------ EXCERPTED RECORDS ------

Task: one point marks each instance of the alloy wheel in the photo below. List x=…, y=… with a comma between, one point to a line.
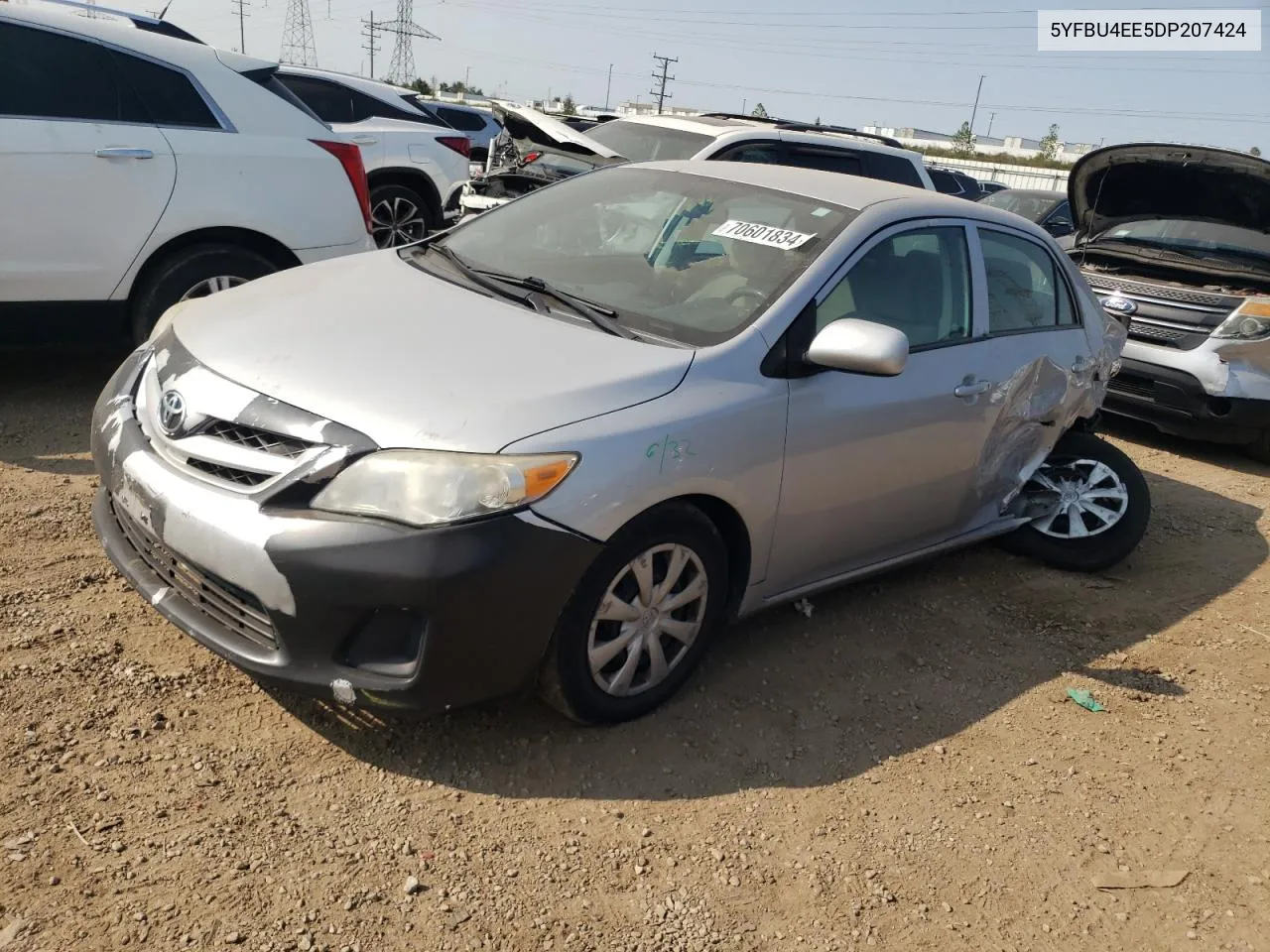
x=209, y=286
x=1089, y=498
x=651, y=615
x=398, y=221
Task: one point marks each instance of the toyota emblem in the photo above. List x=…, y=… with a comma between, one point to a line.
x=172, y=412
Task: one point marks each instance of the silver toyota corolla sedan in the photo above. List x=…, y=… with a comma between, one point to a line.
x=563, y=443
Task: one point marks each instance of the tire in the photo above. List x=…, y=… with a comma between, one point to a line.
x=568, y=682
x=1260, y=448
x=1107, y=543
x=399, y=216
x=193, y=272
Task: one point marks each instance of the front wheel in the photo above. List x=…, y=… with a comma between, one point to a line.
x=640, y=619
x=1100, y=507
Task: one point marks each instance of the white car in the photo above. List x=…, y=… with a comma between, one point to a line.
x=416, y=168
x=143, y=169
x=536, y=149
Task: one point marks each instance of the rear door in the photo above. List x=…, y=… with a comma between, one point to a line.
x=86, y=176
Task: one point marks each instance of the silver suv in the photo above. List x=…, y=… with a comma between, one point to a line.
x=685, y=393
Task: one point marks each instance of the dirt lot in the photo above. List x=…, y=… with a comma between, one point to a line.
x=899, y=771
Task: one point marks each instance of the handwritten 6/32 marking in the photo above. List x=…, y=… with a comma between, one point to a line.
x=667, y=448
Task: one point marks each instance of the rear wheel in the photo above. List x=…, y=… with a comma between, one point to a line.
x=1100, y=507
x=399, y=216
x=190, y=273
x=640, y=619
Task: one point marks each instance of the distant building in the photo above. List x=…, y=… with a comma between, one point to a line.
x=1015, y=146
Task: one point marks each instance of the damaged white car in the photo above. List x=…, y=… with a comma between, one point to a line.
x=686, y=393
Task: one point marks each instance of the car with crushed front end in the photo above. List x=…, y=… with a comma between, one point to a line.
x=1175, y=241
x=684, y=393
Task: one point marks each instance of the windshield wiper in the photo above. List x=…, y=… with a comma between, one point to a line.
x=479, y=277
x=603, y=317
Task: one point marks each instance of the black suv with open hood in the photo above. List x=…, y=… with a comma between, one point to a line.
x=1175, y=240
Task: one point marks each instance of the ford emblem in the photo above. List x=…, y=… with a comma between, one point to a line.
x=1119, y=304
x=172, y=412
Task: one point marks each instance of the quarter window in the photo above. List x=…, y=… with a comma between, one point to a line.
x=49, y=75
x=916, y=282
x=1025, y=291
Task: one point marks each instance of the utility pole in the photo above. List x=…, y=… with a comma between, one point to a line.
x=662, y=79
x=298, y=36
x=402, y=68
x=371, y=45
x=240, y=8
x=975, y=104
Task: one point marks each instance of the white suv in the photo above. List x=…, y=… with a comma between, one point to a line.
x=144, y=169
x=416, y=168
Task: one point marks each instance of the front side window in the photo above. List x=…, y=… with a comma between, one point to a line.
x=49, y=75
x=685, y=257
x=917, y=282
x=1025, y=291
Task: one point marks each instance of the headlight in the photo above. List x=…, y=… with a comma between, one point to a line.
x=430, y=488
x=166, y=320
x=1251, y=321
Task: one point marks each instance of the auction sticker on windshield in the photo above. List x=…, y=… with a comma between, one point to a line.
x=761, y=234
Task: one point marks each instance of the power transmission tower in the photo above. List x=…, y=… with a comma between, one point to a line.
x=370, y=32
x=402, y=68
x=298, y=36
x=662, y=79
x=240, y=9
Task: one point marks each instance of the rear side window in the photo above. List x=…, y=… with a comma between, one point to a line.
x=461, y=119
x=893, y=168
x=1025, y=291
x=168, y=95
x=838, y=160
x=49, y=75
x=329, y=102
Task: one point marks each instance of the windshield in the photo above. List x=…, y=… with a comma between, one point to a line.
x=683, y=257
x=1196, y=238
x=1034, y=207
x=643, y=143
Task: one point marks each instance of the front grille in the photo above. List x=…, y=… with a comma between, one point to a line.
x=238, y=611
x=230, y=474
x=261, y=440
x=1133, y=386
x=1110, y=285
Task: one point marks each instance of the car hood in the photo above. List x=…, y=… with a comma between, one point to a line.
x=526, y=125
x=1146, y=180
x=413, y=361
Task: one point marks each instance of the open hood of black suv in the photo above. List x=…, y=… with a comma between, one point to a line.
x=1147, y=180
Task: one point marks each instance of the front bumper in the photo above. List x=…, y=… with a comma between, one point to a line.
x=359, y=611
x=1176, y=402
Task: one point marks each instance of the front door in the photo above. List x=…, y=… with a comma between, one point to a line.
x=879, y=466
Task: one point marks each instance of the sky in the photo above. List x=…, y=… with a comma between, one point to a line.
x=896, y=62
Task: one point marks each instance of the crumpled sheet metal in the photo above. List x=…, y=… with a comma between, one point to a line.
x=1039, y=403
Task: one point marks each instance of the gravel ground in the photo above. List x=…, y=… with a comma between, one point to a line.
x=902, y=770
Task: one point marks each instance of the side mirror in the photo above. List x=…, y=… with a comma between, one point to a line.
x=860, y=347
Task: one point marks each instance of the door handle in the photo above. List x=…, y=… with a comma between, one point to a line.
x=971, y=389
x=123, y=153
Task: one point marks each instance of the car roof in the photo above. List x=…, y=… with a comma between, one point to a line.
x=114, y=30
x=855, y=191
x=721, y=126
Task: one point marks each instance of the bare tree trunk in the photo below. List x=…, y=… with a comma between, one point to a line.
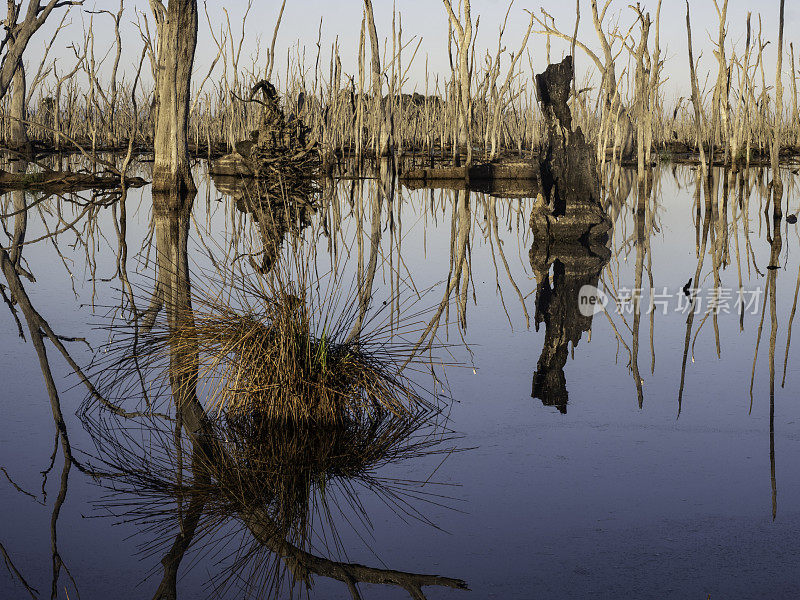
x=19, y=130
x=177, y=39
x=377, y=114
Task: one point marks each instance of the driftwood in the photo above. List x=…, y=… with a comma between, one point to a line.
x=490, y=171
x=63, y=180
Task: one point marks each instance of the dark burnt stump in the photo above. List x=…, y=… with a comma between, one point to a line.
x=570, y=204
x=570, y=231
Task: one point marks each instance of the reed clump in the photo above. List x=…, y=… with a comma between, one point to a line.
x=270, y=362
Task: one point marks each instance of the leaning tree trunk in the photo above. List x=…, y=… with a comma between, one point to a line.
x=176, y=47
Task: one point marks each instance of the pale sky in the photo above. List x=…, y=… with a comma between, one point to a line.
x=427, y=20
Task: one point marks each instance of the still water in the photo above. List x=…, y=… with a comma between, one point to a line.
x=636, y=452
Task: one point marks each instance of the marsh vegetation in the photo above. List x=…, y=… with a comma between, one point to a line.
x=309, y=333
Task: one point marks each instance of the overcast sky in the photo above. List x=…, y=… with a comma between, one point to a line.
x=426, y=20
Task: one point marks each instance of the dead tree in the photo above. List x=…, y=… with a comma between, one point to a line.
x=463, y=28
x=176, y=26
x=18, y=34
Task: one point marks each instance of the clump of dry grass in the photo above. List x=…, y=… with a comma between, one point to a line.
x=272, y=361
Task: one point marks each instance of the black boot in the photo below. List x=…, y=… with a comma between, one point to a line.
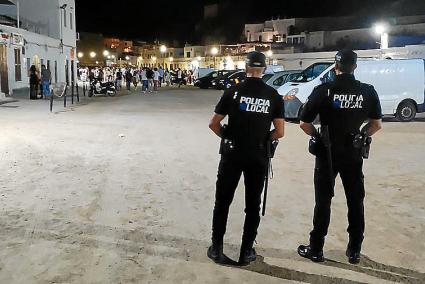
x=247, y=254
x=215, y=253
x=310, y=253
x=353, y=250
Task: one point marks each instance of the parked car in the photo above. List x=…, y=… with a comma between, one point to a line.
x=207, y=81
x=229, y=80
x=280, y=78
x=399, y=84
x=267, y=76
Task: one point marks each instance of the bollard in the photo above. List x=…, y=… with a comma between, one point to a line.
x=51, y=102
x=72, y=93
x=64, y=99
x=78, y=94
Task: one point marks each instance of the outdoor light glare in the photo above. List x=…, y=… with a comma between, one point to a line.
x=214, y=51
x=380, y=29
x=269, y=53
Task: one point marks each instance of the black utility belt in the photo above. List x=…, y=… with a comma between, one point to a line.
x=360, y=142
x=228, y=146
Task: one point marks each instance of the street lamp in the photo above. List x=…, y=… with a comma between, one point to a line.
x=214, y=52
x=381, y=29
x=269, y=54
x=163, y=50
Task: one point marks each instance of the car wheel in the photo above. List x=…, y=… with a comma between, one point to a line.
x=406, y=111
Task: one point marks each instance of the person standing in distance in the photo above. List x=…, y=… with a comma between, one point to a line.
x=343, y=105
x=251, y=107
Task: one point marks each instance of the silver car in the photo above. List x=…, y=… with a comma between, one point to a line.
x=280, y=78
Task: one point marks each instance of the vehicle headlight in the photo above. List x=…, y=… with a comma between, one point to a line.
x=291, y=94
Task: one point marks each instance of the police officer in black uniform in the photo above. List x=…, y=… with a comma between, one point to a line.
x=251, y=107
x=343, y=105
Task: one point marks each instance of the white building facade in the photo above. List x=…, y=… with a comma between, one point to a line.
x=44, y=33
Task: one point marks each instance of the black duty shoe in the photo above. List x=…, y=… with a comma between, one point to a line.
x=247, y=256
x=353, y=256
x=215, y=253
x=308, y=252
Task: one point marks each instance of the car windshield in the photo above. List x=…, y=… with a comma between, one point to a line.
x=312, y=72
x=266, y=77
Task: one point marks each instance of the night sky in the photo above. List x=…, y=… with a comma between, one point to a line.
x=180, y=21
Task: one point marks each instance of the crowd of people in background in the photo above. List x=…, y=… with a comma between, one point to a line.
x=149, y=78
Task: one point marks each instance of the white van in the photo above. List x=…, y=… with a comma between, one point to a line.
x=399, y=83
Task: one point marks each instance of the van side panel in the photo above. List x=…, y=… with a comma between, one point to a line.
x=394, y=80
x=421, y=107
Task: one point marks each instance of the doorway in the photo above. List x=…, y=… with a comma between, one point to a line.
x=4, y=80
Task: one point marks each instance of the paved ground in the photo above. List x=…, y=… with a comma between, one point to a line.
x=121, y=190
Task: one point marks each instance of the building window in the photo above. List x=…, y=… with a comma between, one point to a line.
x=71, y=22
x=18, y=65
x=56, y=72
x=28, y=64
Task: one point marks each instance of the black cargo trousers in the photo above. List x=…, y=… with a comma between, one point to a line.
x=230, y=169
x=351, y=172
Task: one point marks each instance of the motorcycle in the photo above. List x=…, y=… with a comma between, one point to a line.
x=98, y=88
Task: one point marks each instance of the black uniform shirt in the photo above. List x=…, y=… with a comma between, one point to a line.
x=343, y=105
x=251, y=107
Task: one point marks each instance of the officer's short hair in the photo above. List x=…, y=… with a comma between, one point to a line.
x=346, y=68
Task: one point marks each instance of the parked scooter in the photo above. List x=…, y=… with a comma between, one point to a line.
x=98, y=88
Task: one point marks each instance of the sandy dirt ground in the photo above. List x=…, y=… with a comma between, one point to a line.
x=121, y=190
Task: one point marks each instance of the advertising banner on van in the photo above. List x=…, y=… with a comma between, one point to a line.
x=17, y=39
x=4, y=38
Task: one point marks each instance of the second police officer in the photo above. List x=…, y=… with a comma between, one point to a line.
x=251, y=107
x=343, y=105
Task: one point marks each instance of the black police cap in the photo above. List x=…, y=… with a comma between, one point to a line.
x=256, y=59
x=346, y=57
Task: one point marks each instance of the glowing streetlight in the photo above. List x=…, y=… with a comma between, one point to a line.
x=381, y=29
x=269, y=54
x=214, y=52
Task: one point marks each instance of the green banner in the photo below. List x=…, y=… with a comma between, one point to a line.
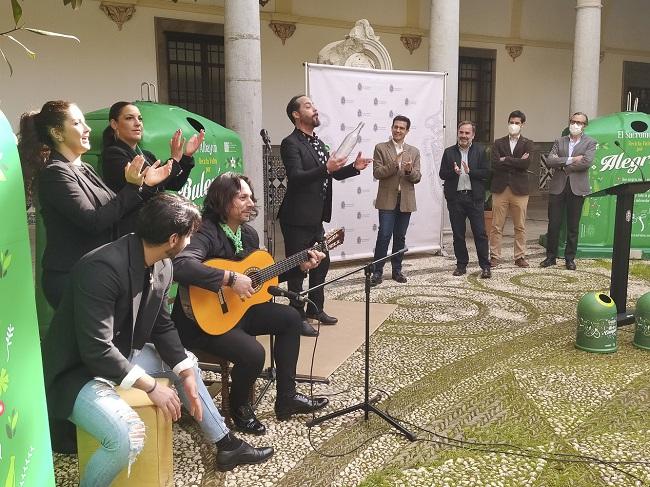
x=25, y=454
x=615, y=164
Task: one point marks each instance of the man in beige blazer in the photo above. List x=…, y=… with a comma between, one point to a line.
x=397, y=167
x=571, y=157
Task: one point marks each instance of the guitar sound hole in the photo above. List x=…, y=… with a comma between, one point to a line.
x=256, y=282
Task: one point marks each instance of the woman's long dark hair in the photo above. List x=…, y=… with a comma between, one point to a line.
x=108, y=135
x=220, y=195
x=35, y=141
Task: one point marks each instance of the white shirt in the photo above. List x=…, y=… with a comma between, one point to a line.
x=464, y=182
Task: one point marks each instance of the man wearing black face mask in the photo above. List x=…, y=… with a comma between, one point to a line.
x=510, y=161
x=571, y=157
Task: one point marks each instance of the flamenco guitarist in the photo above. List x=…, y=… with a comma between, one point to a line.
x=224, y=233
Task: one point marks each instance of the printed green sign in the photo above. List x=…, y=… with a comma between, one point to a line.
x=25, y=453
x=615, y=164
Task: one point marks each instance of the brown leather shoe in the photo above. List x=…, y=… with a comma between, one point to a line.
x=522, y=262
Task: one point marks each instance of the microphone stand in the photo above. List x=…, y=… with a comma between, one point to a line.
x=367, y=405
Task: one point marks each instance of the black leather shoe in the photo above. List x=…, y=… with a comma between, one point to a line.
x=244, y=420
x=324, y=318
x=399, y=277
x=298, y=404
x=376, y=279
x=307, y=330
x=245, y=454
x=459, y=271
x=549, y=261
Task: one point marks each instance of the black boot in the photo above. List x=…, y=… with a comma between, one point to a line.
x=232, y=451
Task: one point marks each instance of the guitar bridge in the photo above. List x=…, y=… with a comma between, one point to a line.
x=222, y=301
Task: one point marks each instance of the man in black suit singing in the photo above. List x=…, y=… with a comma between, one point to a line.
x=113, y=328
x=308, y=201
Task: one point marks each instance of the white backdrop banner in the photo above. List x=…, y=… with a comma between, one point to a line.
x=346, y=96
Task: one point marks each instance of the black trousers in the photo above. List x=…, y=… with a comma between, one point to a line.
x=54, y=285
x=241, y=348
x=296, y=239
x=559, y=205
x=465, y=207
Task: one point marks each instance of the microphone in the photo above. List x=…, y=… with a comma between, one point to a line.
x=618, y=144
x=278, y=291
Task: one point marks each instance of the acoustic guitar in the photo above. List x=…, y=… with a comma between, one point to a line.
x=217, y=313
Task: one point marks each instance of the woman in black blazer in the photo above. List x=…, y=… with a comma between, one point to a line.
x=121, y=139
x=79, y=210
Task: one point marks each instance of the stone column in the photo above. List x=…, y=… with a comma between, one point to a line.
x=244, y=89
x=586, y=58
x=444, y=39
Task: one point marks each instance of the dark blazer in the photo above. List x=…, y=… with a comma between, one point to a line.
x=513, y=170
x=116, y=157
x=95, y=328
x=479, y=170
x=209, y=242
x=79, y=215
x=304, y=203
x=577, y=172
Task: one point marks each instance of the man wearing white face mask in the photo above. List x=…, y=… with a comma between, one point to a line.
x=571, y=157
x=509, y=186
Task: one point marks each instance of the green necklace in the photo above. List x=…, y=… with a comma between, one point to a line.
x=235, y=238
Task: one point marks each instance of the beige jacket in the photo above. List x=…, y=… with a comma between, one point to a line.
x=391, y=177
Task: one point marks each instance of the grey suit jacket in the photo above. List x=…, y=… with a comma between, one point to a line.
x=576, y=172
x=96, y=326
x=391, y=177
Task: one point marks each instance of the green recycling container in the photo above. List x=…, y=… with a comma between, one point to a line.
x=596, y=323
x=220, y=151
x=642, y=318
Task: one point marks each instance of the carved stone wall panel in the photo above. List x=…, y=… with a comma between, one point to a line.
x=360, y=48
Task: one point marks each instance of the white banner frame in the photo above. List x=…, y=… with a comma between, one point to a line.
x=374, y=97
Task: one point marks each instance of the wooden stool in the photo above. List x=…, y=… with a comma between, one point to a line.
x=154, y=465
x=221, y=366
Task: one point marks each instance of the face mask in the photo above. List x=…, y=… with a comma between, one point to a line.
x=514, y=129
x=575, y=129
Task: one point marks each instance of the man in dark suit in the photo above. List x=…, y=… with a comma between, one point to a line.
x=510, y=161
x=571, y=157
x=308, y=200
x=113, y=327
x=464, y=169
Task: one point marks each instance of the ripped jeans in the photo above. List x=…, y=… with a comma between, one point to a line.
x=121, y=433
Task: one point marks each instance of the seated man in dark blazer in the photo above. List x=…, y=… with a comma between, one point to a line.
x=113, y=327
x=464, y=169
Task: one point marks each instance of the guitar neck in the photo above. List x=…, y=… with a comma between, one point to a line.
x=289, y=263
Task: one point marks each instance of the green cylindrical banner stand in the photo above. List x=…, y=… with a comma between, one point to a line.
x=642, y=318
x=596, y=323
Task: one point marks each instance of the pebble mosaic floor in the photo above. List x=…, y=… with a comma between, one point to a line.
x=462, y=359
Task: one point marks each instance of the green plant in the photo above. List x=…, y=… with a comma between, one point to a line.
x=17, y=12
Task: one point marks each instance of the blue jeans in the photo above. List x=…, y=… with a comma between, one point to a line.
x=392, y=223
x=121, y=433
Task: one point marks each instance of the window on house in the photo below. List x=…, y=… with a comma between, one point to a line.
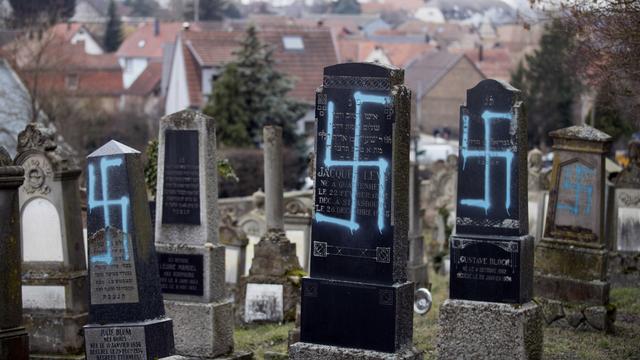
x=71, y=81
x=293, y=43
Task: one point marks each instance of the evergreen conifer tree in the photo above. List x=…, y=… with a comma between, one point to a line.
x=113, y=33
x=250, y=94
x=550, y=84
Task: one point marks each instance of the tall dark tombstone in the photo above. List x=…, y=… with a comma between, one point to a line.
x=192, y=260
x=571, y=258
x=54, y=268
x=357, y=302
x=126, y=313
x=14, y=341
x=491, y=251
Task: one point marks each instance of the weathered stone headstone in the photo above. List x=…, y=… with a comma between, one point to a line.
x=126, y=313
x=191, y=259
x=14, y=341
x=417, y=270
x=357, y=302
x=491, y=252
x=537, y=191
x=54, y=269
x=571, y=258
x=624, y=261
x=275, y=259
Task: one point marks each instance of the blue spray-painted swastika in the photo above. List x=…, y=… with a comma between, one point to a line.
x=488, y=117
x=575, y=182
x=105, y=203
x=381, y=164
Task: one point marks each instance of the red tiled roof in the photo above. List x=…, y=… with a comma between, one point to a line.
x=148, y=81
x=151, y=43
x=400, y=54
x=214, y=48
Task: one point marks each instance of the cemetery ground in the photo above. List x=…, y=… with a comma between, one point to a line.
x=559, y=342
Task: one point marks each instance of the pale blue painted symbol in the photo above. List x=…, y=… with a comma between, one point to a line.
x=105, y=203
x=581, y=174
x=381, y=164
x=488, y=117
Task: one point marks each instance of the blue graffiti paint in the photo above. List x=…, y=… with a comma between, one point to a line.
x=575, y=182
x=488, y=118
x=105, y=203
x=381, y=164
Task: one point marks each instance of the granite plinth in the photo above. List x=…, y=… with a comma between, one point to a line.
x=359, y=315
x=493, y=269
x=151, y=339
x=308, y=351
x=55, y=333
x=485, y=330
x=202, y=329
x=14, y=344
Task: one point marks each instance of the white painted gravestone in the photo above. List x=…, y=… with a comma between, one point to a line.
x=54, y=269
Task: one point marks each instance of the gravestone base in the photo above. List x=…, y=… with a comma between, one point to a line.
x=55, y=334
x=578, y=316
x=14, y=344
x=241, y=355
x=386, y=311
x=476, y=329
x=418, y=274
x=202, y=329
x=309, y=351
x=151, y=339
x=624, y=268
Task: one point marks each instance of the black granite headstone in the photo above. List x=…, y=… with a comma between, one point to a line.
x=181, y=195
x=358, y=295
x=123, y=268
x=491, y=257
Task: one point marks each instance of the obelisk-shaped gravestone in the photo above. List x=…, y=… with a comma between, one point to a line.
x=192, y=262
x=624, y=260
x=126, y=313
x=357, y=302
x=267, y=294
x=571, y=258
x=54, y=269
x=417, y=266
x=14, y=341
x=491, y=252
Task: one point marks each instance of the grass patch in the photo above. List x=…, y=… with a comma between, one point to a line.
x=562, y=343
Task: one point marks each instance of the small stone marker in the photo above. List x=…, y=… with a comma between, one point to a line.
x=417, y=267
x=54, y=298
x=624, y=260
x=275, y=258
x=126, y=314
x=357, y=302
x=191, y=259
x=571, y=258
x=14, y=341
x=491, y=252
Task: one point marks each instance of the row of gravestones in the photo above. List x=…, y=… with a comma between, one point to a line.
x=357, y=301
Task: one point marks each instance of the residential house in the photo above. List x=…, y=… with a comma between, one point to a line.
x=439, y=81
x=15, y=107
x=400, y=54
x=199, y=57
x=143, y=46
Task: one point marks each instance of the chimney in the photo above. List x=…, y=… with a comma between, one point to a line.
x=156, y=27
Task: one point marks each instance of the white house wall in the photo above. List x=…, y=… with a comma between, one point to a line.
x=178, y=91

------

## [ASSIGNMENT]
Give back the line containing "Task: one point marks each instance of the chimney" and all the lines after it through the end of the records, unchanged.

## [WRITTEN RESPONSE]
Task: one point marks each instance of the chimney in the photo above. List x=…, y=… with a comma between, one point to a line.
x=156, y=27
Task: one point marks each instance of the white house wall in the photo above. List x=…, y=… with a comma between, one point to a line.
x=178, y=91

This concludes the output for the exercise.